## What you will do
Render every record below as a two-column CSV with the header row input,output, one row per record. Put each record's text under input and its answer under output, enclosing each field in double quotes and replacing line breaks with spaces.

## Available data
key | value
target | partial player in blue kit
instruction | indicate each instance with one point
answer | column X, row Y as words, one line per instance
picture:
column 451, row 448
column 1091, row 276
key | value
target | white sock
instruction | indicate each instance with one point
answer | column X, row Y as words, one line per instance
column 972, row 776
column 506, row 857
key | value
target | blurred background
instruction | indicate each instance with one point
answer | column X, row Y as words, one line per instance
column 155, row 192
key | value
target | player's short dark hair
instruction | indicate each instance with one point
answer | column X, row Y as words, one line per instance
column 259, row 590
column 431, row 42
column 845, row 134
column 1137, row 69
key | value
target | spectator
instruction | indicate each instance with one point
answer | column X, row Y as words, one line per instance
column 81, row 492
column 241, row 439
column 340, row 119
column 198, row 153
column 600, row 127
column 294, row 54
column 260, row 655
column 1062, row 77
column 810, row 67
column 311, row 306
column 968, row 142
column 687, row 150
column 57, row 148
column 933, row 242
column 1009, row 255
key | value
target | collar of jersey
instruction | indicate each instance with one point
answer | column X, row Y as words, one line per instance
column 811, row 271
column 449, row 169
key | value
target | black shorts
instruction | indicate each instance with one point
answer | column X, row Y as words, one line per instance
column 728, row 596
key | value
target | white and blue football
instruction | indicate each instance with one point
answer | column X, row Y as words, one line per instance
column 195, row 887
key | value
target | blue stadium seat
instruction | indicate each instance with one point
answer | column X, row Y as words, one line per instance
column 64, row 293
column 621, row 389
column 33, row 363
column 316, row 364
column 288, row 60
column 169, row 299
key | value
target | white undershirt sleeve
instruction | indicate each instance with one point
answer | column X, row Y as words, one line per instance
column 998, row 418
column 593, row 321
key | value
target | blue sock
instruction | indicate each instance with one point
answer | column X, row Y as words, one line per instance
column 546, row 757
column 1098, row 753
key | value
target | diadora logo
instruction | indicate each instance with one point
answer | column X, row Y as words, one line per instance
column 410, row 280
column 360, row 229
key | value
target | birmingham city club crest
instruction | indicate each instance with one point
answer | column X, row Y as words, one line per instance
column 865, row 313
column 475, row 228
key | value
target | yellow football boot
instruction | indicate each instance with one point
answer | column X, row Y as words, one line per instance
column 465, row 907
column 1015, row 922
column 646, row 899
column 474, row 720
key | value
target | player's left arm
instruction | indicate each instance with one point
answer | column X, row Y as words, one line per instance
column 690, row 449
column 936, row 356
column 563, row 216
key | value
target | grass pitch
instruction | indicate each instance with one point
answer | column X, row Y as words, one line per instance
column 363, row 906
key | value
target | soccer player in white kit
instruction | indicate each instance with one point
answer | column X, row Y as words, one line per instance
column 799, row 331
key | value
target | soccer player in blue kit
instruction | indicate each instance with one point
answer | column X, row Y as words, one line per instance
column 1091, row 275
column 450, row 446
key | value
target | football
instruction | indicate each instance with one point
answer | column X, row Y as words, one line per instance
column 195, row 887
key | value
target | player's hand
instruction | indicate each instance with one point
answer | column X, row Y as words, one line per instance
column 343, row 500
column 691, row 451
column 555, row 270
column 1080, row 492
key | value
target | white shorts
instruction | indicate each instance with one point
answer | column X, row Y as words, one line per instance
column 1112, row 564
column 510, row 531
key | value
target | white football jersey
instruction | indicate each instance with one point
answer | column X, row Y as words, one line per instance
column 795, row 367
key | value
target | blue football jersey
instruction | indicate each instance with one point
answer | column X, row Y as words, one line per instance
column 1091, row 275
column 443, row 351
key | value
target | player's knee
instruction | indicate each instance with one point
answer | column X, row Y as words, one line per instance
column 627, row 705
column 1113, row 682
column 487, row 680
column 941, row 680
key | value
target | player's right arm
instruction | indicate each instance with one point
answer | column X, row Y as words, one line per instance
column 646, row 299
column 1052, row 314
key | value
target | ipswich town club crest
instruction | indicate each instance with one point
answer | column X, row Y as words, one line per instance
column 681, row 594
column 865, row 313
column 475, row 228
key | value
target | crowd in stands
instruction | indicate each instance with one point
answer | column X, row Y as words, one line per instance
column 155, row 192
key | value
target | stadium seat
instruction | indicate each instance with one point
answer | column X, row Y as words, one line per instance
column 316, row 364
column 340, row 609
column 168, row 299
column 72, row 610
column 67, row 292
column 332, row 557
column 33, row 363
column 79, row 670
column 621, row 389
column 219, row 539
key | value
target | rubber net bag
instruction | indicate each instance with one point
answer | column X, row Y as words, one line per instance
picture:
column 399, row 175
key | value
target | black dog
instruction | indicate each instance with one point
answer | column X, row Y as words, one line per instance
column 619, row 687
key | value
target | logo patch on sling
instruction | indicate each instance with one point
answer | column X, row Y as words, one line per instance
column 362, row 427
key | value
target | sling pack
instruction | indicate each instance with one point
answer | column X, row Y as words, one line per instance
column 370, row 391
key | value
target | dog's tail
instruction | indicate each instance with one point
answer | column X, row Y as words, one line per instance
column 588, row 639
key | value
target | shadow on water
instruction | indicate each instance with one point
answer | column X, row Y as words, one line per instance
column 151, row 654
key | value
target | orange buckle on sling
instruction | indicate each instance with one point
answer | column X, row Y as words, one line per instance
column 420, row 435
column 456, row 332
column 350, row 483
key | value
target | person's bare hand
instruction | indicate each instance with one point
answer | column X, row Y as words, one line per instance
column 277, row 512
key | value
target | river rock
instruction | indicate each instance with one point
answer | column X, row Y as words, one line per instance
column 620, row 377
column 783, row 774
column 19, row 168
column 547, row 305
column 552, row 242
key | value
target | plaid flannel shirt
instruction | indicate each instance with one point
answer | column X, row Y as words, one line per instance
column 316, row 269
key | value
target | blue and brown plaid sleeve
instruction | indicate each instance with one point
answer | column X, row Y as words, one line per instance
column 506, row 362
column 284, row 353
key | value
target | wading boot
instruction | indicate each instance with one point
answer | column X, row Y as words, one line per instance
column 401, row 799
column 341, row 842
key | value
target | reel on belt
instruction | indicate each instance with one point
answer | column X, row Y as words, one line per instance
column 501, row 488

## Response for this exercise
input,output
"key | value target | partial player in blue kit instruction | indicate each instance with one point answer | column X, row Y as words, one line per instance picture:","column 451, row 448 column 1091, row 276"
"key | value target | white sock instruction | indicate each instance with one point answer | column X, row Y as words, one line per instance","column 972, row 776 column 506, row 857"
"key | value target | blurred background instruction | indicate each instance with one point answer | column X, row Y as words, one line per instance","column 155, row 192"
"key | value target | player's short dark hair instruction | indicate each instance with one point answer | column X, row Y as words, one line per instance","column 259, row 590 column 431, row 42 column 845, row 134 column 1137, row 69"
"key | value target | spectator instruction | indicate each instance with one point answer | column X, row Y as words, one line per instance","column 81, row 492 column 241, row 439 column 340, row 119 column 198, row 153 column 600, row 127 column 294, row 54 column 260, row 655 column 1062, row 77 column 810, row 67 column 311, row 306 column 968, row 142 column 687, row 150 column 57, row 148 column 933, row 242 column 1009, row 255"
"key | value target | collar of jersey instruction | indicate each instance with one point answer | column X, row Y as words, one line per instance","column 811, row 271 column 449, row 169"
"key | value target | black shorts instruction | indicate each instance with one point answer | column X, row Y as words, one line per instance","column 728, row 596"
"key | value target | white and blue football instruction | indicate each instance with one point answer | column X, row Y as words, one line per instance","column 195, row 887"
"key | value target | blue stadium seat instruction | indicate each instance with one point answer | column X, row Y as words, one line per instance","column 64, row 293 column 621, row 389 column 33, row 363 column 316, row 364 column 288, row 60 column 169, row 299"
"key | value target | white undershirt sleeve instruction | indicate each instance with one point answer | column X, row Y as words, one line per instance","column 998, row 418 column 593, row 321"
"key | value target | blue sock instruction | indicate each instance with one point answer | column X, row Y as words, one line per instance","column 546, row 757 column 1098, row 753"
"key | value target | diadora logo instruction | indicate each instance with one point answer | column X, row Y as words, one line per instance","column 410, row 280 column 360, row 229"
"key | value target | birmingham city club crest instruction | indicate each instance with one point answer | column X, row Y as words, one line per instance","column 865, row 313 column 475, row 228"
"key | value target | yellow football boot instruction | indicate each instance with one point answer | column X, row Y as words, one line per instance","column 465, row 907 column 1015, row 922 column 646, row 899 column 474, row 720"
"key | value target | player's left arm instruction | indicate each instance with one point answer | column X, row Y as words, one line per instance","column 690, row 449 column 936, row 356 column 563, row 216"
"key | value target | grass pitch instruction | indicate each instance with one point answer | column X, row Y as words, one line per instance","column 363, row 906"
"key | value target | soccer player in white kit instruction | indicate each instance with one point answer | column X, row Y as words, one line per instance","column 799, row 331"
"key | value target | soccer player in blue kit instruction | indicate each instance with one point answer | column X, row Y as words, one line per instance","column 1091, row 275 column 450, row 446"
"key | value target | football instruction | indicate each instance with one point answer | column X, row Y as words, one line per instance","column 195, row 887"
"key | value target | player's hand instruction | indicate each instance with one point answer | column X, row Y as words, one line per instance","column 343, row 500 column 691, row 451 column 555, row 270 column 1080, row 492"
"key | value target | white shorts instruction | indicate each instance with one point answer | column X, row Y as words, one line per instance","column 1112, row 564 column 510, row 531"
"key | value target | white football jersey instruction | indicate each instance with one point answer | column X, row Y as words, one line per instance","column 795, row 367"
"key | value target | blue football jersey instruction | indicate each instance with one point answer | column X, row Y as words, one line per instance","column 1091, row 275 column 443, row 351"
"key | value target | player's knee instruction | indicate each instance with one point answer | column X, row Y as words, one line per instance","column 627, row 705 column 1113, row 682 column 487, row 680 column 941, row 680"
"key | value target | player's right arm instruction | indicate each instance with one point answer | column X, row Y as words, one line per instance","column 646, row 299 column 1052, row 314"
"key | value target | ipswich town club crest instruction | indicate each instance with one point answer | column X, row Y as words, one line per instance","column 681, row 594 column 865, row 313 column 475, row 228"
"key | value target | crowd in stands instruction | indicate each instance with one point answer | column X, row Y as words, one line per instance","column 155, row 192"
"key | value target | stadium seat instruction | indicate each instance with one point answer | column X, row Y as words, one line per instance","column 316, row 364 column 340, row 609 column 168, row 299 column 72, row 610 column 67, row 292 column 332, row 557 column 33, row 363 column 79, row 670 column 621, row 389 column 219, row 539"
"key | value target | rubber net bag instruction | indicate each instance with one point answer | column X, row Y as words, one line per instance picture:","column 399, row 175"
"key | value target | black dog instruction | indicate each instance with one point answer | column X, row Y as words, one line per instance","column 619, row 687"
"key | value target | logo patch on sling instruction | indicate each instance with one point answer | column X, row Y as words, one line per instance","column 362, row 427"
"key | value target | sling pack instruction | indicate each instance with one point answer | column X, row Y as words, one line per instance","column 370, row 391"
"key | value target | dog's tail instruction | indicate each instance with one point answer | column X, row Y as words, one line per instance","column 588, row 639"
"key | value target | shadow on water instruction | indicate each instance with one point answer | column X, row Y as words, one line per instance","column 151, row 654"
"key | value target | orange buckle on sling instruction | indicate each instance with one point answer | column X, row Y as words, one line per instance","column 420, row 435 column 456, row 332 column 350, row 483"
"key | value target | person's bare hand instruction | indicate each instance with one point answer | column X, row Y as words, one line per instance","column 277, row 512"
"key | value target | river rock instruction | indicate each instance with one point answer | column X, row Y as words, one line per instance","column 620, row 377 column 783, row 774 column 19, row 168 column 547, row 305 column 552, row 242"
"key | value target | plaid flannel shirt instruction | indicate each instance with one point answer | column X, row Y as words, one line per instance","column 316, row 269"
"key | value target | blue and brown plaid sleeve instruction | indicate each instance with one point answer | column X, row Y as words, one line per instance","column 506, row 362 column 284, row 353"
"key | value target | wading boot instruction | indicate each instance with one point answer | column X, row Y as words, one line per instance","column 401, row 799 column 341, row 842"
"key | value target | reel on belt instruction | indicate each instance with one point answer | column X, row Y as words, one line per instance","column 501, row 488"